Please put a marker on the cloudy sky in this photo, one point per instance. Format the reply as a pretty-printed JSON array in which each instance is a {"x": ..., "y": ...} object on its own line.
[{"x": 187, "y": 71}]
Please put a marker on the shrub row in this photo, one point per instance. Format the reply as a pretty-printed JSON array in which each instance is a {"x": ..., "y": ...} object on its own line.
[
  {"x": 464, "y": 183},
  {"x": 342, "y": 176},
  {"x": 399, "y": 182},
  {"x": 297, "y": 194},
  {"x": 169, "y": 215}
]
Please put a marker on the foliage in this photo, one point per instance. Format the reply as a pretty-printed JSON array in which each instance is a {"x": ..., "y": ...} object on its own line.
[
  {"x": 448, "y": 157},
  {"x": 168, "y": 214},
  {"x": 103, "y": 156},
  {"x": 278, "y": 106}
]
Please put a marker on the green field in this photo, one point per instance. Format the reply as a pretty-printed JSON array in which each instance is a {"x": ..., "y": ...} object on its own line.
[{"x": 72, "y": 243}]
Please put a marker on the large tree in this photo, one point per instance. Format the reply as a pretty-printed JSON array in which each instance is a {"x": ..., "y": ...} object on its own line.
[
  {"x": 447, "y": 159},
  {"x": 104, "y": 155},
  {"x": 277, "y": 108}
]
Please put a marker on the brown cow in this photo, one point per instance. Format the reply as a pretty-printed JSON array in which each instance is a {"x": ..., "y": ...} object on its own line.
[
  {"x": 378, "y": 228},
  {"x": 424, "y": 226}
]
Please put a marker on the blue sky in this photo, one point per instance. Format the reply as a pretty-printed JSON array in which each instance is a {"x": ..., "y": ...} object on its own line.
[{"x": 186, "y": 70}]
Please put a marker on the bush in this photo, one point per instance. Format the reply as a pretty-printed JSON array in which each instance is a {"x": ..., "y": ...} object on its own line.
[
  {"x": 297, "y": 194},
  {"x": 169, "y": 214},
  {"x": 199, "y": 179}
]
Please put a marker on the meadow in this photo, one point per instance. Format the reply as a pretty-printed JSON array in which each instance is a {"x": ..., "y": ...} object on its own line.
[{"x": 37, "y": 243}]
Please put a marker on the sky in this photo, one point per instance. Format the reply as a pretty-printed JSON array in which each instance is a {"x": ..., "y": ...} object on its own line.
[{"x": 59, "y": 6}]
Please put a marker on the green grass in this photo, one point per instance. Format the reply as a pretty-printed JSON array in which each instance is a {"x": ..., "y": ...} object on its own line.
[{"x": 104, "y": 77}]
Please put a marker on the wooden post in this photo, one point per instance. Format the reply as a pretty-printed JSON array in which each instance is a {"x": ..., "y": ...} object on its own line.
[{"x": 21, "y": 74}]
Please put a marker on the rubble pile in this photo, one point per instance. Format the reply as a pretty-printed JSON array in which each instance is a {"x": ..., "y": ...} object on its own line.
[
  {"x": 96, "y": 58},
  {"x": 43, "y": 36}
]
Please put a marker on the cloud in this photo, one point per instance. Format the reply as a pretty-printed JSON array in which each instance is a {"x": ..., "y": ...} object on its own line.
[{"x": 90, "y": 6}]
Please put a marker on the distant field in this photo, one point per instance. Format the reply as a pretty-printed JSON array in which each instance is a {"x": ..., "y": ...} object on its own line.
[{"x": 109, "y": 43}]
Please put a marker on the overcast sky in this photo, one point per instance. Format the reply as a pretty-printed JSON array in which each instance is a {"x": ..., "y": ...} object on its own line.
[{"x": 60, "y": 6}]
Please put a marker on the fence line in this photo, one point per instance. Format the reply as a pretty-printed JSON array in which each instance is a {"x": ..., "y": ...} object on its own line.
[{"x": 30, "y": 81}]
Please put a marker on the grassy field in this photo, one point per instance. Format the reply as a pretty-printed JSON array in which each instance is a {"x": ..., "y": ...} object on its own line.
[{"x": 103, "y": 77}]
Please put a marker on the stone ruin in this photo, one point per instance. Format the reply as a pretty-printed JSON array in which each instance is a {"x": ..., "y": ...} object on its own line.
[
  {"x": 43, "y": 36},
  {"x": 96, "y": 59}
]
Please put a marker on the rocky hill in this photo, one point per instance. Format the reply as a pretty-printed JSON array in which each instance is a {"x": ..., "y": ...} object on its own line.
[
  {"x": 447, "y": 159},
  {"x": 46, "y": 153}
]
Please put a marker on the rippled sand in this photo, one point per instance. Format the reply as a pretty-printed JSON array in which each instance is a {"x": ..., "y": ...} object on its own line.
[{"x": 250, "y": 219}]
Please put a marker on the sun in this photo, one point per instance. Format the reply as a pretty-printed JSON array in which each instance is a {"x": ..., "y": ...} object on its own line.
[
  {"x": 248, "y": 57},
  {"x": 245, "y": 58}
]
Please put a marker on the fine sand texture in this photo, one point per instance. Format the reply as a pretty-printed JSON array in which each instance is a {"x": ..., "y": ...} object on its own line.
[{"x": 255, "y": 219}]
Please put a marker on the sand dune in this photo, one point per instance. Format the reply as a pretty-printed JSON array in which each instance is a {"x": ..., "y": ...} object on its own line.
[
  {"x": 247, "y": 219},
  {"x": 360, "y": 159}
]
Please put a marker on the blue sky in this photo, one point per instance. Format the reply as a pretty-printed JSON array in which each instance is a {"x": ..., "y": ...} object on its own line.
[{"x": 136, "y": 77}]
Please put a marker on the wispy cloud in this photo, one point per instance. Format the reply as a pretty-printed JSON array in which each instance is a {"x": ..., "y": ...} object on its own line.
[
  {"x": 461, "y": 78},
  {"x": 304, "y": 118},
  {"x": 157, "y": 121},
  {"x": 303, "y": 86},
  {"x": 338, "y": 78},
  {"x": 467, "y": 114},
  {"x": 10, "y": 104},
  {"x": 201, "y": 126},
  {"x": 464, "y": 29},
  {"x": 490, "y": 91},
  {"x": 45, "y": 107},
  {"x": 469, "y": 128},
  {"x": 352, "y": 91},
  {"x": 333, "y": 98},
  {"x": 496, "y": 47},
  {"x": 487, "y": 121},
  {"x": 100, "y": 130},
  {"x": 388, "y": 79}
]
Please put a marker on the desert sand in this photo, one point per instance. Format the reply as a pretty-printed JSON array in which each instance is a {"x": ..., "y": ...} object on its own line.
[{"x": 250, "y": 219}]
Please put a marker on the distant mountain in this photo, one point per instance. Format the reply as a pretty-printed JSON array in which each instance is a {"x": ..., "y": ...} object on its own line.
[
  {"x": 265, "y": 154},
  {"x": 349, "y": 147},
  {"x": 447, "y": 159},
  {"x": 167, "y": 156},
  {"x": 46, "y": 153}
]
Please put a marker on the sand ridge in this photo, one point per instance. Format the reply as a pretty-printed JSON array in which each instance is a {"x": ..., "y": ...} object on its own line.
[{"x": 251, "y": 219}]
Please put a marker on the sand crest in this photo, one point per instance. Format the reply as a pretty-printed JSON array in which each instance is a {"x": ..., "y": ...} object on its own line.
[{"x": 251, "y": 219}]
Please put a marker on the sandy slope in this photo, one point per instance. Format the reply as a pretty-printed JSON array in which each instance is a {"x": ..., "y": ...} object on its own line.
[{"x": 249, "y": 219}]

- - -

Extract the entries above verbatim.

* _FINAL RESULT_:
Please put a marker on the cloudy sky in this photo, one point per instance. Format the reply as a pretty-printed JSON array in which each instance is a {"x": ..., "y": ...} object on its own line.
[{"x": 187, "y": 71}]
Please put a marker on the shrub row in this photo, one point per instance. Format the reply as a pretty-printed JSON array in which each instance is a {"x": ..., "y": ...} object on its own line.
[
  {"x": 464, "y": 183},
  {"x": 342, "y": 176},
  {"x": 399, "y": 182},
  {"x": 297, "y": 194},
  {"x": 169, "y": 215}
]
Please put a marker on the foliage in this photo, one point per instance. Format the reply as a pretty-printed JSON array in which each instance is a {"x": ..., "y": ...} object on its own line.
[
  {"x": 448, "y": 157},
  {"x": 168, "y": 214},
  {"x": 103, "y": 156},
  {"x": 278, "y": 106}
]
Please put a marker on the green field in this photo, one point per instance. Format the reply as a pretty-printed JSON array in which each instance is a {"x": ..., "y": ...} object on its own line.
[{"x": 72, "y": 243}]
Please put a marker on the large tree in this photo, one point per instance. Format the reply as a pretty-printed JSON array in which each instance is a {"x": ..., "y": ...} object on its own line.
[
  {"x": 447, "y": 159},
  {"x": 104, "y": 155},
  {"x": 277, "y": 108}
]
Please put a marker on the brown cow in this photo, one point per instance. Format the reply as a pretty-printed JSON array in which each instance is a {"x": ..., "y": ...} object on its own line.
[
  {"x": 378, "y": 228},
  {"x": 424, "y": 226}
]
Please put a marker on the blue sky in this photo, one point per instance. Format the reply as a pretty-printed JSON array in which each instance is a {"x": ..., "y": ...} object on its own line.
[{"x": 186, "y": 70}]
Please put a marker on the bush in this photo, one point per instance. Format the reply as a pretty-printed JSON array in which each instance is a {"x": ..., "y": ...} object on its own line.
[
  {"x": 297, "y": 194},
  {"x": 169, "y": 214},
  {"x": 199, "y": 179}
]
Please put a marker on the meadow in this photo, one point per instance. Format the reply as a pretty-printed JSON array in which each instance is a {"x": ..., "y": ...} object on its own line.
[{"x": 37, "y": 243}]
Please put a marker on the sky in this photo, one point per instance. Format the reply as a pretty-printed JSON array in which each instance is a {"x": ..., "y": ...} object on its own line.
[{"x": 59, "y": 6}]
Please put a marker on the green grass in this photo, one point per instance. Format the reply as a pretty-printed JSON array in which each instance is a {"x": ..., "y": ...} object on its own line.
[{"x": 104, "y": 77}]
Please put a marker on the wooden post in this photo, one point per instance. Format the reply as a pretty-printed JSON array in which each instance is a {"x": ..., "y": ...} object on its own line.
[{"x": 21, "y": 74}]
Please put a marker on the rubble pile in this photo, one point per instance. Format the reply as a pretty-printed JSON array in which each instance is a {"x": ..., "y": ...} object on its own line.
[
  {"x": 96, "y": 58},
  {"x": 43, "y": 36}
]
Please put a marker on the cloud in this photo, one point per instance. Format the reply as a pretty-printed JSON array in which each instance is a {"x": ..., "y": ...} object on its own line.
[{"x": 90, "y": 6}]
Please put a marker on the distant field in this photo, one point per instance. Format the reply as a pretty-printed JSON array in which each instance is a {"x": ..., "y": ...} object on its own line.
[{"x": 109, "y": 43}]
Please put a marker on the overcast sky in this photo, one point per instance. Format the reply as a pretty-printed JSON array in which each instance is a {"x": ..., "y": ...} object on its own line.
[{"x": 60, "y": 6}]
Please put a marker on the fence line in this photo, one point per instance. Format the reply as a pretty-printed JSON array in which each instance is a {"x": ..., "y": ...} object on its own line.
[{"x": 30, "y": 81}]
Please put a marker on the grassy field in this photo, one point per instance. Format the reply as a pretty-printed JSON array in which each instance is a {"x": ..., "y": ...} object on its own line.
[{"x": 103, "y": 77}]
Please put a marker on the stone ruin in this photo, one point per instance. Format the reply as a pretty-printed JSON array in which each instance is a {"x": ..., "y": ...} object on its own line.
[
  {"x": 43, "y": 36},
  {"x": 96, "y": 59}
]
Please put a marker on the rocky hill in this photo, one point per instance. Format the reply as a pretty-printed JSON array in which each instance is a {"x": ..., "y": ...} object on its own line.
[
  {"x": 447, "y": 159},
  {"x": 46, "y": 153}
]
Please put a marker on the rippled sand in this photo, one point per instance. Format the reply as a pretty-printed JSON array in which each instance is a {"x": ..., "y": ...} object on its own line.
[{"x": 250, "y": 219}]
Please put a marker on the sun in this photo, one point per instance. Format the reply as a pretty-printed JSON array in which each instance is a {"x": ..., "y": ...} object on its own line.
[
  {"x": 248, "y": 57},
  {"x": 245, "y": 58}
]
Please put a marker on the fine sand texture in this photo, one point per instance. Format the reply as a pretty-printed JSON array in which each instance is a {"x": ..., "y": ...} object on its own line.
[{"x": 255, "y": 219}]
Please put a marker on the sand dune in this photo, one point per instance. Format the reply as a pretty-printed JSON array in which each instance is a {"x": ..., "y": ...} object on its own line.
[
  {"x": 247, "y": 219},
  {"x": 360, "y": 159}
]
Please put a marker on the blue sky in this photo, one point per instance. Format the reply as a pretty-printed JSON array in which each instance is a {"x": ..., "y": ...} object on its own line.
[{"x": 136, "y": 77}]
Please put a marker on the wispy cloud in this photo, one point per instance. Format the reply as a pretty-printed JSON array in which each instance is a {"x": ..., "y": ...} object on its own line.
[
  {"x": 461, "y": 78},
  {"x": 304, "y": 118},
  {"x": 157, "y": 121},
  {"x": 303, "y": 86},
  {"x": 338, "y": 78},
  {"x": 467, "y": 114},
  {"x": 10, "y": 104},
  {"x": 201, "y": 126},
  {"x": 464, "y": 29},
  {"x": 490, "y": 91},
  {"x": 45, "y": 107},
  {"x": 469, "y": 128},
  {"x": 352, "y": 91},
  {"x": 333, "y": 98},
  {"x": 496, "y": 47},
  {"x": 487, "y": 121},
  {"x": 100, "y": 130},
  {"x": 388, "y": 79}
]
Please put a marker on the desert sand in this photo, one point per instance. Format the reply as a pretty-printed JSON array in which each instance is a {"x": ..., "y": ...} object on its own line.
[{"x": 250, "y": 219}]
Please put a marker on the distant mountain in this photo, one point per instance. Format the reply as a pretty-printed JSON array in which each instance is a {"x": ..., "y": ...} object on its own line.
[
  {"x": 265, "y": 154},
  {"x": 349, "y": 147},
  {"x": 447, "y": 159},
  {"x": 167, "y": 156},
  {"x": 46, "y": 153}
]
Please put a marker on the sand ridge in this photo, one point per instance. Format the reply as a pretty-printed JSON array in which each instance is a {"x": ..., "y": ...} object on its own line.
[{"x": 251, "y": 219}]
Please put a marker on the sand crest in this photo, one point per instance. Format the reply as a pretty-printed JSON array in which each instance is a {"x": ..., "y": ...} object on its own line.
[{"x": 251, "y": 219}]
Please put a marker on the sandy slope in this photo, one point per instance. Format the reply as a pretty-printed JSON array in which each instance is a {"x": ..., "y": ...} object on its own line.
[{"x": 249, "y": 219}]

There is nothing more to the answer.